__Tasks__.
[1] Answer these questions using the Focus comparison:
(a) During which years did Saturn build its S-series cars?
(b) Which model does the writer say a modern Focus ST should have been compared to instead?
(c) How many speeds did the automatic transmission in the 2002 Focus have?
[2] Reproduce the part of the Focus comparison that begins with the words "Saturn built their" and ends after the words "the same manufacturer.".
[3] Go on with the Focus comparison, starting right after its last sentence.

Saturn built their S-series of cars from 1991 through 2002. Aside from a couple of facelifts, the car was fundamentally the same for eleven years. I recently drove a 2016 Ford Focus ST, which is fourteen years newer than my old 2002 Focus LX. Unlike the Saturns, Ford made so much progress between the two Foci that it seemed like they couldn’t possibly have been the same model, or even built by the same manufacturer.
(Disclaimer: Yes, I know this is a completely unfair comparison. I should’ve compared a modern Focus ST to the 2002 Focus SVT, or my friend’s leased Focus S to my 2002 Focus LX, for a true comparison. That’s why this isn’t a true comparison, but a story to make a point.)
My 2002 Focus was a bit nicer than my 1995 Mercury Tracer, which itself was basically an Escort with the optional equipment made standard and a weird translucent grill thing like a Sable. (There are reasons why the Mercury brand is no more.) Handling on the Focus was significantly improved over the Escort/Tracer thanks to the new multi-link rear suspension, but that was the only major improvement I noticed. There was still a great deal of body roll. Its 2.0 liter motor was simply an evolution of the anemic 88hp 1.9 under my Tracer’s hood, and the four-speed automatic transmission was the same. It still had cloth seats. Windows and locks were manual, with no power assistance (in fairness they were available in higher trim levels). It originally had AC, but it didn’t work by the time we got it. Interior space was similar to the Tracer, though the trunk was a bit bigger.

__Supplied material__.
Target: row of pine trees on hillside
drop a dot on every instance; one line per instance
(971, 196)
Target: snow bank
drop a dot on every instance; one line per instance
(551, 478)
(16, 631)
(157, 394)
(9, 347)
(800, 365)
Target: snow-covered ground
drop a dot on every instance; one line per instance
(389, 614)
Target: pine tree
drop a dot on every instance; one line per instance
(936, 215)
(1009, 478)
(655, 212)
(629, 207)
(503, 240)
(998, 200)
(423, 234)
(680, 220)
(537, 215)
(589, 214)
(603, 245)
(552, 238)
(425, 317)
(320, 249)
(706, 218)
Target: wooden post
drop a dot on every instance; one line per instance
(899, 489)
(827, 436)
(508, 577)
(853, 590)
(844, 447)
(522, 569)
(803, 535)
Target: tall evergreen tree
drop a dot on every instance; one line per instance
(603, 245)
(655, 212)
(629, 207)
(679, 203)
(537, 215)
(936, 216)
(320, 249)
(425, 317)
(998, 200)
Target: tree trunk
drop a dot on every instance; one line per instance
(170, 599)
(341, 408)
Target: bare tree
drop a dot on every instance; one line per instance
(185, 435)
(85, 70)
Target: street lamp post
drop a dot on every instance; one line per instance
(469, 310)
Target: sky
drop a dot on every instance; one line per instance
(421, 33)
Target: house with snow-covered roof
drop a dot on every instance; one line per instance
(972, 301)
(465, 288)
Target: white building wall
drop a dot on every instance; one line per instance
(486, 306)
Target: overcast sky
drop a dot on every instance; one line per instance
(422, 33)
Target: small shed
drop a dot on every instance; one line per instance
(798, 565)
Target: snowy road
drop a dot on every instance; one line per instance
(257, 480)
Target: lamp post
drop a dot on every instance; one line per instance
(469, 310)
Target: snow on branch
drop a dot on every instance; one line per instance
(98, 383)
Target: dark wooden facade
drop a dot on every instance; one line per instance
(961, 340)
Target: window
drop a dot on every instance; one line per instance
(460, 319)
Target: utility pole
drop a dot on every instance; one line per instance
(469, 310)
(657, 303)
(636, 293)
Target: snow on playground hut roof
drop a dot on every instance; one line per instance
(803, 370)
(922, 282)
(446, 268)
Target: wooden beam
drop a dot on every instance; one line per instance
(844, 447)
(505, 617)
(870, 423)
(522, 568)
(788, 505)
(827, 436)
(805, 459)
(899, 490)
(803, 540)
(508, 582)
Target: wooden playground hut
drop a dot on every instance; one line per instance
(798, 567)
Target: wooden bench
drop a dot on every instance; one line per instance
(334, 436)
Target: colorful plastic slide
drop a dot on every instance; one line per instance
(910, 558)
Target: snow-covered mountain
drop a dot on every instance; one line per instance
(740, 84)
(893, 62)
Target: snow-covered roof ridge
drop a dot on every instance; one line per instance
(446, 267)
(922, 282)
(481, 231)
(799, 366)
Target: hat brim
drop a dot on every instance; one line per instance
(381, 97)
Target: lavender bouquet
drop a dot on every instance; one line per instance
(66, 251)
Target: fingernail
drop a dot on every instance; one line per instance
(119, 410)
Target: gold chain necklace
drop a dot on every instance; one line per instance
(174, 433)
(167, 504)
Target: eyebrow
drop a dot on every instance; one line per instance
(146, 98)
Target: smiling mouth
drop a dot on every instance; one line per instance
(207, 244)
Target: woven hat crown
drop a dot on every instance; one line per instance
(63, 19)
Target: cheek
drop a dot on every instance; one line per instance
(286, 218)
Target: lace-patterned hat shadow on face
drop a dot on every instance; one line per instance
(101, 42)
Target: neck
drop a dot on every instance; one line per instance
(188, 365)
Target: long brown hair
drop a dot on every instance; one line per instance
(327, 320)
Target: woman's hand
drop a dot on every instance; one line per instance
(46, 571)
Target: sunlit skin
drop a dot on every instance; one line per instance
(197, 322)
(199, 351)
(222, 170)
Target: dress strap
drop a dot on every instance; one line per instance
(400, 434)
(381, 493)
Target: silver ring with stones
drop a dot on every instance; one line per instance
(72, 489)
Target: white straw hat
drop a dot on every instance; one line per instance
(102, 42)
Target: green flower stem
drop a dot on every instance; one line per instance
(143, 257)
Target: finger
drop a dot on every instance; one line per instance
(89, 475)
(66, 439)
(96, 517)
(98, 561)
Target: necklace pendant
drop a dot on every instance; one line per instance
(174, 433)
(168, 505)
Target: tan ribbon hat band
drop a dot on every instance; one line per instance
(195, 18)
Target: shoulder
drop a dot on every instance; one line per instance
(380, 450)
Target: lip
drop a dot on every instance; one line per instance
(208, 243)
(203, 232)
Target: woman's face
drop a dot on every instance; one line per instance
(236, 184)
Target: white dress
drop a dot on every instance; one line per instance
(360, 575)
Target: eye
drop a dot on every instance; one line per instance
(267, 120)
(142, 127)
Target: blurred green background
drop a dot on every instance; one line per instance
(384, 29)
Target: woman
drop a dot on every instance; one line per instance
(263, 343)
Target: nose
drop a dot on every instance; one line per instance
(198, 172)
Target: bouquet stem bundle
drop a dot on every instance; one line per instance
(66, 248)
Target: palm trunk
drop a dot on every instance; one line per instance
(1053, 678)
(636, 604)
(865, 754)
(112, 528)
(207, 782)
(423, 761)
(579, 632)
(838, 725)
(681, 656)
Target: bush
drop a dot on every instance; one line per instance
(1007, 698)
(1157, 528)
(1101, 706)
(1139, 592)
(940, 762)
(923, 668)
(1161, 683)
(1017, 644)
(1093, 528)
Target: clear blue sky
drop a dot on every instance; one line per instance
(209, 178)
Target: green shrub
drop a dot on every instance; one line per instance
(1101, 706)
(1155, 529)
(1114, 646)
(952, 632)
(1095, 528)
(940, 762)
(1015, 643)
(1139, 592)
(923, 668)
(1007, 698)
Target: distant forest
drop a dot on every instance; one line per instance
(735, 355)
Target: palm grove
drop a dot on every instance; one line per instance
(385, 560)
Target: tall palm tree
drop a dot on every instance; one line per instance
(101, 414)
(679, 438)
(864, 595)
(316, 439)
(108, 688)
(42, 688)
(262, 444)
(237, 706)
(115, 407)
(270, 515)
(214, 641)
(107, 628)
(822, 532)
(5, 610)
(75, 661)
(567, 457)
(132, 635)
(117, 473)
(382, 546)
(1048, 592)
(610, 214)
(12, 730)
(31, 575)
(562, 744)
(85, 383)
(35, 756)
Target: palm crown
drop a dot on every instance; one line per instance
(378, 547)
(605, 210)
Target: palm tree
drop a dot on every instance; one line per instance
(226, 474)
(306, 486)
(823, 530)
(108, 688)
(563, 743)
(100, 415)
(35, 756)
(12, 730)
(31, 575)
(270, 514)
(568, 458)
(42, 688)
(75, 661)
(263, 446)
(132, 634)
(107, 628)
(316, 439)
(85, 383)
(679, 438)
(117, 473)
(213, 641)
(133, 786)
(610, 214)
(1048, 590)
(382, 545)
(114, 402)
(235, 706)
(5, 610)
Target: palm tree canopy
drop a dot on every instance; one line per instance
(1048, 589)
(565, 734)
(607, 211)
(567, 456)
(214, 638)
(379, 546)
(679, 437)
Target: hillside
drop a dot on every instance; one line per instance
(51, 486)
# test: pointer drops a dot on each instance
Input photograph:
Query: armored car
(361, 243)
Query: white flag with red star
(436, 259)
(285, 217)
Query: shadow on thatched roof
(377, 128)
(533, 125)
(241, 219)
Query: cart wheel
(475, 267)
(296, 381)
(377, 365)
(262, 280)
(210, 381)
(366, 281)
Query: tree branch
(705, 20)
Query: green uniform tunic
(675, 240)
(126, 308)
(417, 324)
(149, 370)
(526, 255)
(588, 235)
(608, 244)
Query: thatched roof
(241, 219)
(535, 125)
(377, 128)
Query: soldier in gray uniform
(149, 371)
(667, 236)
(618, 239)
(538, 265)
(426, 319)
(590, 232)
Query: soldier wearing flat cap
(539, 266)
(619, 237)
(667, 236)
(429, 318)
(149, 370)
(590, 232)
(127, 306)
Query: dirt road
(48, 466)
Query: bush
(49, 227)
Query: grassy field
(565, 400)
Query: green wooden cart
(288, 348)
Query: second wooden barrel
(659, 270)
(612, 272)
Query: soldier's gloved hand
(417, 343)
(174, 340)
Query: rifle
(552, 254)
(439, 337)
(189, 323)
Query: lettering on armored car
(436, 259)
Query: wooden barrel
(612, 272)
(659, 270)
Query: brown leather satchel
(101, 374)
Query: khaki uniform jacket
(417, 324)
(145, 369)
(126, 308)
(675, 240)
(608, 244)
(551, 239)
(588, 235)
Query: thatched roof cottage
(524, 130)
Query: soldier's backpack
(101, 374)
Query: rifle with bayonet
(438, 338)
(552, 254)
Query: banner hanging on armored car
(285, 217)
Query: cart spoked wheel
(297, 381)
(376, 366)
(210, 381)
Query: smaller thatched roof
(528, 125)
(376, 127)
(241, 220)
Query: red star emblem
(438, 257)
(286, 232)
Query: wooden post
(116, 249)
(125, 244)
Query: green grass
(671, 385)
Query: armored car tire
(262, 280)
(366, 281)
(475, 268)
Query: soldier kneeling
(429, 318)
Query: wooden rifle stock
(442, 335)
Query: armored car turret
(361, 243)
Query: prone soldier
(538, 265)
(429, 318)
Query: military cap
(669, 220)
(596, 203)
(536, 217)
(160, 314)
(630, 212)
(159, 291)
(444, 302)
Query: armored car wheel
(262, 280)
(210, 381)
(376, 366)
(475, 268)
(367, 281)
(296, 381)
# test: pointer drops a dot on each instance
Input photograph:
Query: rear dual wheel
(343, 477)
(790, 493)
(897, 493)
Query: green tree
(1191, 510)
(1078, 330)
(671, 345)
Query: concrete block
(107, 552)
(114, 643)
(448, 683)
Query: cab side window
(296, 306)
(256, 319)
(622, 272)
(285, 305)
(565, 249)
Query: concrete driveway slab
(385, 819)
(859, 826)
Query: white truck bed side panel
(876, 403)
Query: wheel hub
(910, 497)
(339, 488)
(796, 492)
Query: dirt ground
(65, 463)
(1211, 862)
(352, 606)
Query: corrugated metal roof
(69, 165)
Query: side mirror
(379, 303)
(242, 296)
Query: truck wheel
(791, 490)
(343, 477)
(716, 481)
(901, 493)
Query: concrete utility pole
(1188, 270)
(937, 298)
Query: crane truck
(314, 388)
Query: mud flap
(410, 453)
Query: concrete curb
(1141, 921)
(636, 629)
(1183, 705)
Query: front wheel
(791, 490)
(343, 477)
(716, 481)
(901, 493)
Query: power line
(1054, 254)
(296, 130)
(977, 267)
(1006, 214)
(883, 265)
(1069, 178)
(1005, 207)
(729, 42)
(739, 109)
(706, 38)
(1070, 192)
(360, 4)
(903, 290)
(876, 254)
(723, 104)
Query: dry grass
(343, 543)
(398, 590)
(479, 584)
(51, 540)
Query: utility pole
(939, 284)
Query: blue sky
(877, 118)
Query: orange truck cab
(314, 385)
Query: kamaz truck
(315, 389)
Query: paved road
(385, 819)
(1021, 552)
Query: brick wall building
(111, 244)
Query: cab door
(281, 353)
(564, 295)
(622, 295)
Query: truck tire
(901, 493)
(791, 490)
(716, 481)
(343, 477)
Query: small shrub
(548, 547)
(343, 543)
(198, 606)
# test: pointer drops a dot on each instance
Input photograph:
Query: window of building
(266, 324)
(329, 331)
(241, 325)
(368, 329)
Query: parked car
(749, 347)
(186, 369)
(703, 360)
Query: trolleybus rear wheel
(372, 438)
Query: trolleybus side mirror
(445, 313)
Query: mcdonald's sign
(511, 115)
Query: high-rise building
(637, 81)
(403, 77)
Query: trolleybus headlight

__Results__.
[1]
(a) 1991 through 2002.
(b) The 2002 Focus SVT.
(c) Four.

[2]
Saturn built their S-series of cars from 1991 through 2002. Aside from a couple of facelifts, the car was fundamentally the same for eleven years. I recently drove a 2016 Ford Focus ST, which is fourteen years newer than my old 2002 Focus LX. Unlike the Saturns, Ford made so much progress between the two Foci that it seemed like they couldn’t possibly have been the same model, or even built by the same manufacturer.

[3]
The funky “New Edge” dashboard was a styling step in the wrong direction, I thought. Apparently so did Ford, since they abandoned it for the “second generation.” I use quotes because while the rest of the world got a whole new Focus in 2004, North America’s “second generation” was just a facelifted first generation for 2007. But despite the then-futuristic dashboard, the early Focus itself felt more like the next generation of the Escort/Tracer than the entirely new design that it was. It was better than the Escort, and the styling was fresh, but it felt more evolution than revolution.
The third generation Focus – which the whole world got this time – continues that evolutionary styling on the outside, but that’s where the similarity ends. As I mentioned in my review, the 2016 Focus ST weighs 659lbs more than my 2002 Focus LX. That’s a good sized motorcycle right there, or two Suzuki Savages. It’s also grown quite a bit larger. While my wife, her two boys, and I could all fit into the old Focus, there wasn’t much extra space, and “he’s touching me” fights would often break out in the back seat. We all fit in the new Focus without invading each other’s personal space, despite both boys having grown a bit since we had the old Focus. There’s even an armrest that can fold down between them.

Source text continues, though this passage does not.